__OBJECTIVE__
Format the entries from the line with "Task: If you could tag each instance of the white" up to and including the line with "<point>1235,746</point>" as a numbered list, leaving out blank lines.
## start DATA PROVIDED
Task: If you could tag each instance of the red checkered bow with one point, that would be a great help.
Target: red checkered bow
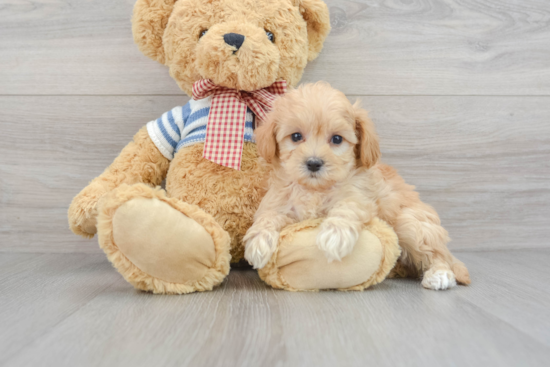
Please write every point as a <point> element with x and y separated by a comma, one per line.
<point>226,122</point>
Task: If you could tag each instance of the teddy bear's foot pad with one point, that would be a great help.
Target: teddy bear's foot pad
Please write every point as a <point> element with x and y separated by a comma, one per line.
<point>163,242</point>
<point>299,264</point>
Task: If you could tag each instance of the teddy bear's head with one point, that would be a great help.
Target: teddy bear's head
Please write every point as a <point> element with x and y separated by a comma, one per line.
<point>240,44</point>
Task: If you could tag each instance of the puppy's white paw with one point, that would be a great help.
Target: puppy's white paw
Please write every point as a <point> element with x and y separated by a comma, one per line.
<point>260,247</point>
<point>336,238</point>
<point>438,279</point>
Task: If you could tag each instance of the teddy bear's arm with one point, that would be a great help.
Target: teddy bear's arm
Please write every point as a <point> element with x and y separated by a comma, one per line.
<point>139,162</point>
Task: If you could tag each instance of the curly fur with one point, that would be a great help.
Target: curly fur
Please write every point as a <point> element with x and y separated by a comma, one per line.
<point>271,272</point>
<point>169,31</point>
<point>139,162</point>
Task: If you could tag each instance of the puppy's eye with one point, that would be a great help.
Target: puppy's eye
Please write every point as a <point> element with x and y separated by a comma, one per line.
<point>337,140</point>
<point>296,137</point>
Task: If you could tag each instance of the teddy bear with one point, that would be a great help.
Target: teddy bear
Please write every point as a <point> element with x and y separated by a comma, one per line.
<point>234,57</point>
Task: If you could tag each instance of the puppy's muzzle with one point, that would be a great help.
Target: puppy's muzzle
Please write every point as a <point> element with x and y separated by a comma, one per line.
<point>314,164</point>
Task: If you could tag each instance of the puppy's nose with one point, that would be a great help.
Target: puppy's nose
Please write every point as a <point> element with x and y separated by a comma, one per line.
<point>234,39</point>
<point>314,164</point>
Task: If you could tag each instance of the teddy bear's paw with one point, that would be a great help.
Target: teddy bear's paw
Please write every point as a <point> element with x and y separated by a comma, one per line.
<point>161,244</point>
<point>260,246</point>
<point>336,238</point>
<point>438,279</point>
## end DATA PROVIDED
## start DATA PROVIDED
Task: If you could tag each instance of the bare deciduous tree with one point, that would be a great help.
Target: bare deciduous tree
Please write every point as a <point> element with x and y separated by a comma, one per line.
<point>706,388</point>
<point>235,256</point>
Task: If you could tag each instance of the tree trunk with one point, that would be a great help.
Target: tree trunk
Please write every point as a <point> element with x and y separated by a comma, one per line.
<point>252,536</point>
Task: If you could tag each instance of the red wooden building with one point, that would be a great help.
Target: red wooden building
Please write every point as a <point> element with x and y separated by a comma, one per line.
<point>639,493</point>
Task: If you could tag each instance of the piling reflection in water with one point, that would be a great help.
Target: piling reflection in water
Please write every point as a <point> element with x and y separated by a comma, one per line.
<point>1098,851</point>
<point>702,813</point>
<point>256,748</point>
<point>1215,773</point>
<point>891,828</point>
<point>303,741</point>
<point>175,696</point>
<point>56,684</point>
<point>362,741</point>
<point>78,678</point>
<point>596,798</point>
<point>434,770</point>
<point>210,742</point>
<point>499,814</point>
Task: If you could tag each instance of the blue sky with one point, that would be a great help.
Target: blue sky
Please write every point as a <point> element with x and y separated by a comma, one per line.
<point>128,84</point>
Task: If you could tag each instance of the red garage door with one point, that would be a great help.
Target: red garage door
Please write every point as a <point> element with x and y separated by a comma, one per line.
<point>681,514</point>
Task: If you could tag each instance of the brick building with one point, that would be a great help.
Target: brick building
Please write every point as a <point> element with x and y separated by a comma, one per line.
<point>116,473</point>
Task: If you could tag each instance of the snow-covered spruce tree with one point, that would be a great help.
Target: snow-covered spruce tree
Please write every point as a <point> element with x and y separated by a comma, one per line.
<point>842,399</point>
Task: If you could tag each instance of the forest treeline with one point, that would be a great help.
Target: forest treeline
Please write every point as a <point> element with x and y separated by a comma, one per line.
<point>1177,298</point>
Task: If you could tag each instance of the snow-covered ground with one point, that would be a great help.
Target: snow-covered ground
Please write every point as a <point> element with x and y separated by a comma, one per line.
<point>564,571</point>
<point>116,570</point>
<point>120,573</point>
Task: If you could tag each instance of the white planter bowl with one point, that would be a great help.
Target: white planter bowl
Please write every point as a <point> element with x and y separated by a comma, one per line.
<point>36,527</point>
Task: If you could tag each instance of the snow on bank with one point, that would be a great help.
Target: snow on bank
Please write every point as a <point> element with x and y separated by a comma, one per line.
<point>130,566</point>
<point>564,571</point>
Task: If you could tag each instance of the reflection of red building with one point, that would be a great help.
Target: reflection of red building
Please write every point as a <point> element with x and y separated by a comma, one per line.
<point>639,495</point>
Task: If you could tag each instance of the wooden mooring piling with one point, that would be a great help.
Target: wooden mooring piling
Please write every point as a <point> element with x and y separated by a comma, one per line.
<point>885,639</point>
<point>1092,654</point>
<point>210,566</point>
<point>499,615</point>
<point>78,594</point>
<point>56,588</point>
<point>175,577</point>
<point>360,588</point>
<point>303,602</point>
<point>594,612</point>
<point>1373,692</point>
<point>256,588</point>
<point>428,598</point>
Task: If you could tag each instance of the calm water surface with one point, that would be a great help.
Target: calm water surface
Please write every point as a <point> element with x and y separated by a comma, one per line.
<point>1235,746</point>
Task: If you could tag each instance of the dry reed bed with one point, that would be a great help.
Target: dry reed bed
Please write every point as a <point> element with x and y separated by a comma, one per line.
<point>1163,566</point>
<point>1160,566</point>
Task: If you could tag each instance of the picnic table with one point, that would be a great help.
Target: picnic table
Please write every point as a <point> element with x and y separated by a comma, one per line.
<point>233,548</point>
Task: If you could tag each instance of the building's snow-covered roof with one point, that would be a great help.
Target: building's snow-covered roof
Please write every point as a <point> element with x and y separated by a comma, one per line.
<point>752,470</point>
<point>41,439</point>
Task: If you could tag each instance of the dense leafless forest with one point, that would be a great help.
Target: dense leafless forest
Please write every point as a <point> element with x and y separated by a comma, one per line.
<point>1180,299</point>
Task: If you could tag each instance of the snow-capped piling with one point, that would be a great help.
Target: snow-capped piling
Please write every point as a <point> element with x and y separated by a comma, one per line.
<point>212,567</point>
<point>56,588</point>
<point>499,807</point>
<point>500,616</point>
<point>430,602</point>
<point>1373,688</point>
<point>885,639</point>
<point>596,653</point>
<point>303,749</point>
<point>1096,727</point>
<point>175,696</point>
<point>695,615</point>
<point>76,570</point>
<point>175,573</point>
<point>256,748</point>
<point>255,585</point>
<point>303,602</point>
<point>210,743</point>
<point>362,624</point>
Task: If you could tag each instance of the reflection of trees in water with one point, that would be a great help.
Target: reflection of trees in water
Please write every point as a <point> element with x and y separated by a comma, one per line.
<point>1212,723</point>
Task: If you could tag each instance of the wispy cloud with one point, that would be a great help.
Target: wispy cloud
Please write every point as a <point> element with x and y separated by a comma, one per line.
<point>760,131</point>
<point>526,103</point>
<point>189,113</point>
## end DATA PROVIDED
__EXERCISE RESPONSE__
1. Task: If you could tag each instance of the white planter bowl with one point, that would be a great help.
2. Target: white planter bowl
3. Please write every point as a <point> element with x and y separated by a comma, one per line.
4. <point>36,527</point>
5. Task: If you could tag each instance of the snow on bank with one point, that would be a great help.
6. Target: snow on bank
7. Please write every point as a <point> element with x and y separated by a comma, one per line.
8. <point>130,566</point>
9. <point>564,571</point>
10. Task: If you could tag each instance of the reflection of red building with one point, that would be a great help.
11. Target: reflection of red building
12. Please write every point as a <point> element with x and y separated by a comma, one per line.
13. <point>639,495</point>
14. Task: If you could tag each instance of the wooden mooring piling with one point, that would be a great help.
15. Target: wooden mooring piling
16. Please write every point as a <point> element with x and y separated by a comma, one per line.
17. <point>885,639</point>
18. <point>1092,654</point>
19. <point>210,566</point>
20. <point>499,615</point>
21. <point>78,594</point>
22. <point>56,588</point>
23. <point>175,577</point>
24. <point>360,588</point>
25. <point>303,602</point>
26. <point>594,612</point>
27. <point>1373,692</point>
28. <point>256,588</point>
29. <point>428,598</point>
30. Task: If you could tag each instance of the calm water surface with one point, that would be a great help.
31. Target: calm water surface
32. Please write every point as a <point> element with x and y separated by a comma, one per line.
33. <point>1235,746</point>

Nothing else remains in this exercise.